**Problem details**
Repeat every one of the records below word for word, leaving out the pictures.

--- begin Dataset ---

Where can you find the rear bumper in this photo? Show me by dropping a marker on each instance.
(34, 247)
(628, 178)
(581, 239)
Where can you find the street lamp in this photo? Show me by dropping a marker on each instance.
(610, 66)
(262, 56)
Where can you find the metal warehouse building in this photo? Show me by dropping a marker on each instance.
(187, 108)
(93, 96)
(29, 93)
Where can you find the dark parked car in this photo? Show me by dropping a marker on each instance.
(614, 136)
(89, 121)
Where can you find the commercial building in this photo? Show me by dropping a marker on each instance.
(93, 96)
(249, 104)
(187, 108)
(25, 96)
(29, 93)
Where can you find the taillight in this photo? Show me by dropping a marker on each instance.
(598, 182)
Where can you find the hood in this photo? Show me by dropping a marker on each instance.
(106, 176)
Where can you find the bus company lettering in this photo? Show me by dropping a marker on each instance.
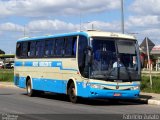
(35, 64)
(45, 64)
(42, 64)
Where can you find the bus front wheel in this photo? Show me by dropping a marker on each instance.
(30, 91)
(72, 93)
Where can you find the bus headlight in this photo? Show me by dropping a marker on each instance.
(97, 86)
(135, 88)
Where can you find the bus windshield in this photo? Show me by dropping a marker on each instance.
(115, 59)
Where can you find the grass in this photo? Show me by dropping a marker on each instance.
(145, 84)
(6, 75)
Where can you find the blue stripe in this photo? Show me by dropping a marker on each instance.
(60, 86)
(54, 36)
(116, 84)
(42, 64)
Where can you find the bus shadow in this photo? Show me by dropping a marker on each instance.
(93, 102)
(6, 94)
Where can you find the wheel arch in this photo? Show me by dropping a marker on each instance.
(71, 80)
(29, 78)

--- end Dataset ---

**Solved problem**
Where can you find the rear bumper in this photo? Show me by dropping a marker on each instance.
(34, 247)
(628, 178)
(581, 239)
Where can you find the street lamp in this photo? Show me by dropping a marker on each instance.
(610, 66)
(262, 56)
Where can you find the metal warehouse building in this photo? Show me by dropping a marker on each instance.
(187, 108)
(93, 96)
(29, 93)
Where can you find the dark parked car in this photo? Show me by dropping a marker on each instance.
(614, 136)
(89, 121)
Where can you find the commercial building in this photo? Show me by dropping a marker on each instance.
(93, 96)
(249, 104)
(187, 108)
(25, 96)
(29, 93)
Where can you find the taillight in this photo? Show me by dropping a marker on each instance.
(598, 182)
Where can you find the hood in this photo? Show me by dropping a marker on each instance.
(106, 176)
Where can you find the bus company lettering in this photo? Show me by dropping a marker on each instance.
(35, 64)
(45, 64)
(42, 64)
Where can you find the bus front wheel in this photo? Show me by dropping a marker on each instance.
(30, 91)
(72, 93)
Where can you find the bus headlight in this photo? Show me by dropping a marker on each instance.
(97, 86)
(135, 88)
Where can you find the bus windshield in this photo? Show me by dropping a marker on each instance.
(115, 59)
Where can you find the grass in this photo? Show me by dropping a marker on each instance.
(145, 84)
(6, 75)
Where can you find the blue stripe in this photo? Show me by dropping a marker on each instance.
(60, 86)
(54, 36)
(116, 84)
(42, 64)
Where can you find the bus shadow in this photo? Show me by dropping a marker on each instance.
(93, 102)
(6, 94)
Where can you find the wheel arch in this photo? Show me by dropping a marker on each instance.
(71, 80)
(29, 78)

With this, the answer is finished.